*Exercise objective:*
Count the lines of the records below that contain the word "cloud". State only the number.

*Recorded data:*
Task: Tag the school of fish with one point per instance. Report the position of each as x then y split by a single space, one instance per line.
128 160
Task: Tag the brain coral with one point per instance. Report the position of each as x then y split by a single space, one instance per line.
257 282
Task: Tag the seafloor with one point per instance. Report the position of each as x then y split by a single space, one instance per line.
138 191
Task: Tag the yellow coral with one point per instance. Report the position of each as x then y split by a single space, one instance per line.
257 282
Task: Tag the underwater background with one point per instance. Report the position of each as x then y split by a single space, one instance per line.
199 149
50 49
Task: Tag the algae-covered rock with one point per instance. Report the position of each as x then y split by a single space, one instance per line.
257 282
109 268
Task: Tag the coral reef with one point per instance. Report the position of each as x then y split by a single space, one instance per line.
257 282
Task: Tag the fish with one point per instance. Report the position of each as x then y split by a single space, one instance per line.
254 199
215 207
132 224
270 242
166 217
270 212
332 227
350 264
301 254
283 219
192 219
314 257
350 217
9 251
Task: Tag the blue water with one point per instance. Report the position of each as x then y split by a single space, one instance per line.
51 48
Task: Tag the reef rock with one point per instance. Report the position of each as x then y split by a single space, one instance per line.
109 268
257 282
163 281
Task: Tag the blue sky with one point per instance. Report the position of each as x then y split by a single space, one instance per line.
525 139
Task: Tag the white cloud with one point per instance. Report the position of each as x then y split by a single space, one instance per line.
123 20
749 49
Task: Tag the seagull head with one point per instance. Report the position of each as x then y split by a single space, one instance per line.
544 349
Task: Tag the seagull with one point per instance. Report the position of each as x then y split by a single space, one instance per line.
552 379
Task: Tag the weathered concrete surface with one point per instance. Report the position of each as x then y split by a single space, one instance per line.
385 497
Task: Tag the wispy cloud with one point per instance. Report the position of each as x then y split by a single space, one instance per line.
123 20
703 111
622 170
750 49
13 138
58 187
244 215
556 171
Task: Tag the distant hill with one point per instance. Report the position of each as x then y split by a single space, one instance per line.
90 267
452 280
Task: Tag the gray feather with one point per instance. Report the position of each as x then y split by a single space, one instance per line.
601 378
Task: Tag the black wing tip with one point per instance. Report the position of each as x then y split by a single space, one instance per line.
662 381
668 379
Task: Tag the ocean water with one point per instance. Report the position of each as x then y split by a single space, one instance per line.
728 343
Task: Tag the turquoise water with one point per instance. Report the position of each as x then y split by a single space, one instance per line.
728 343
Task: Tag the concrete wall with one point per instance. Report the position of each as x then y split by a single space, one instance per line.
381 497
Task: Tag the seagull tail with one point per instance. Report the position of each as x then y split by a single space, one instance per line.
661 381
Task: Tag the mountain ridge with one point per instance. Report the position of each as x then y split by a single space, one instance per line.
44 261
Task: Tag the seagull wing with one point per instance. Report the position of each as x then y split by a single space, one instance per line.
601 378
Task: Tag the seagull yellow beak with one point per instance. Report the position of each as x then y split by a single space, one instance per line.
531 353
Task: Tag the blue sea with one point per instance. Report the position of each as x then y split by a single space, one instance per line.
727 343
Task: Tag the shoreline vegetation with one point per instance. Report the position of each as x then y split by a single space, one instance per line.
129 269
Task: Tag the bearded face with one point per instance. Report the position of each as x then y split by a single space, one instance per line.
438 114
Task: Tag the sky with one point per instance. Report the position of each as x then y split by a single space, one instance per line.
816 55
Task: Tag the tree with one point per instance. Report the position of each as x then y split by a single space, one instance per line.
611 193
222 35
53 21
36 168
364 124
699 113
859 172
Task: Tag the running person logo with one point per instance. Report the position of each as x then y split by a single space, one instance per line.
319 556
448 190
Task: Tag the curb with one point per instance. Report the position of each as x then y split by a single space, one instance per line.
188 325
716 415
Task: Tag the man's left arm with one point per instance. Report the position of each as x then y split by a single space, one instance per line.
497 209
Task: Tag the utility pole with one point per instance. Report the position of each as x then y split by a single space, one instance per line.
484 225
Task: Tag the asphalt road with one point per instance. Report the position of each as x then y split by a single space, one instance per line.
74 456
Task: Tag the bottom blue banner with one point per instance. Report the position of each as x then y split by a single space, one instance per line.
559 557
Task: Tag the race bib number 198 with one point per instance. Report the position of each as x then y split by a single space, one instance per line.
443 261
---
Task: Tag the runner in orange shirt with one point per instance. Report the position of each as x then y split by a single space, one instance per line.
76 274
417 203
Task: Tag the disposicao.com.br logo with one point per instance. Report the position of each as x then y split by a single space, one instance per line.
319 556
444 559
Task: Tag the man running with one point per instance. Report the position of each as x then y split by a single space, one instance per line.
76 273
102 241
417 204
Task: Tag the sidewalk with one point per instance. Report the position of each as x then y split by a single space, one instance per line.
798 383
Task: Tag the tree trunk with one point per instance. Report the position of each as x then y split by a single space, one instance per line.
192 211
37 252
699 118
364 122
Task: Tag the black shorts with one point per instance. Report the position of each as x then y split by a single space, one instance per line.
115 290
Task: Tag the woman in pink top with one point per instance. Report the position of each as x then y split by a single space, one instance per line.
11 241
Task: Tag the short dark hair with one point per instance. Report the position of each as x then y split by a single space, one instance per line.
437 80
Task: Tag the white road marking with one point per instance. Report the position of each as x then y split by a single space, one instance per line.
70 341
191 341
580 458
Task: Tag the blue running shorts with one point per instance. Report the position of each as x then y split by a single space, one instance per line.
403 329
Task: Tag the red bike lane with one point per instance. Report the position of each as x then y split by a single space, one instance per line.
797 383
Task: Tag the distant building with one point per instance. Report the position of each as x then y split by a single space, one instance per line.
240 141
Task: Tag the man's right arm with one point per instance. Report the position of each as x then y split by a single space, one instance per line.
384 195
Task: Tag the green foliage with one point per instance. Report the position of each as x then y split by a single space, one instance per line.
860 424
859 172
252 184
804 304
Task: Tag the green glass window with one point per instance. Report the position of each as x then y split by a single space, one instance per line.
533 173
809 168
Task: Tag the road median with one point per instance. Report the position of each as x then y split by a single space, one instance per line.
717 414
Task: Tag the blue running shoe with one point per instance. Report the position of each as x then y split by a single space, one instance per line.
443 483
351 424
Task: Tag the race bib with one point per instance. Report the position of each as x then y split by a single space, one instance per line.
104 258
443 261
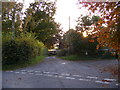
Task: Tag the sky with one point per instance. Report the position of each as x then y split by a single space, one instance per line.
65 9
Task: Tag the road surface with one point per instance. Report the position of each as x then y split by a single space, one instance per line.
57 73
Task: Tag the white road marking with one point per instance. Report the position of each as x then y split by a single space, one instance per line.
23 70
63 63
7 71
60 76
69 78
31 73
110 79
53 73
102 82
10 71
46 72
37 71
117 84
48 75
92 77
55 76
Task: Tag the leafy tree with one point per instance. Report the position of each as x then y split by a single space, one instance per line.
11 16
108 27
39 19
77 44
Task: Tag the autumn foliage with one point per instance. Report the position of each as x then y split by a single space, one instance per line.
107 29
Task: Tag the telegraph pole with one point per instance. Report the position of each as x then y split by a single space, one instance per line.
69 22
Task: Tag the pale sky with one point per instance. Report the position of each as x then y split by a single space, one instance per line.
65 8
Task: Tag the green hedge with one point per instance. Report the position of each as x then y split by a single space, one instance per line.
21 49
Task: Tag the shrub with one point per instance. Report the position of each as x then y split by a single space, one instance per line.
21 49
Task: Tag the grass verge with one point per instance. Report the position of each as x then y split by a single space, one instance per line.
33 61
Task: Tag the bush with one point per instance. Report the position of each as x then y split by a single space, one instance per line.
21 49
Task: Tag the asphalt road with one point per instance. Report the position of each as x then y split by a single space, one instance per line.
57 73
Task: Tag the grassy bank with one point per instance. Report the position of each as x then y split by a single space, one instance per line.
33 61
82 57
--
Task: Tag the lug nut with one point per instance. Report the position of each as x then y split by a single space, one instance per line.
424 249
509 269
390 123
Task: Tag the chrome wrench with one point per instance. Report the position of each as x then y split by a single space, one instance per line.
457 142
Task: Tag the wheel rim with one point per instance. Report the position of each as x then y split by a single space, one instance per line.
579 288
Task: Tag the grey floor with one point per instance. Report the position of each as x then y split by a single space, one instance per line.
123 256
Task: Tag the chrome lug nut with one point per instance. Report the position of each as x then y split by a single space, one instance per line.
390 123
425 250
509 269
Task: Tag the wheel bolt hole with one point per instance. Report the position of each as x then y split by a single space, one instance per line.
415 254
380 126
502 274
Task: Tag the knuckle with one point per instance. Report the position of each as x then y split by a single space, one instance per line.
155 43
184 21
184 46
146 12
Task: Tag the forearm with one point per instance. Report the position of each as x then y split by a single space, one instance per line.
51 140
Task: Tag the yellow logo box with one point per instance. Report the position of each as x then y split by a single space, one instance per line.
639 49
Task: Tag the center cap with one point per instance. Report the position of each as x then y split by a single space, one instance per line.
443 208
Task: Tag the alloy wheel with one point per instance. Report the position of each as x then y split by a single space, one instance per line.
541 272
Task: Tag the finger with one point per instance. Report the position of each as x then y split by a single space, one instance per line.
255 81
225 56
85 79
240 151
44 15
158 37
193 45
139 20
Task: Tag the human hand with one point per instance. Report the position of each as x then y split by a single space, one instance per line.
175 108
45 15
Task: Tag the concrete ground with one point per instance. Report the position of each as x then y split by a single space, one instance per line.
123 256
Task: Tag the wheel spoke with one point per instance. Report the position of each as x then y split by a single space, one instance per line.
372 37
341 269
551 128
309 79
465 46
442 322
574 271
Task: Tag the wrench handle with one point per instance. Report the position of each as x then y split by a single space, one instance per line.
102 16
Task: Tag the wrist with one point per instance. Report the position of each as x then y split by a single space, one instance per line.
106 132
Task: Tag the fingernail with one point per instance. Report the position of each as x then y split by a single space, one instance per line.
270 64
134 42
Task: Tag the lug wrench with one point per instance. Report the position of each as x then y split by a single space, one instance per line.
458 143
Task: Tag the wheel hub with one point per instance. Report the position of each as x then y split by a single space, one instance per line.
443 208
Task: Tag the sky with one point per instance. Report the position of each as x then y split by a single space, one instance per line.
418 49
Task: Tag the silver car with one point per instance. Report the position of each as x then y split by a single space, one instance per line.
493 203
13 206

*Written answer:*
2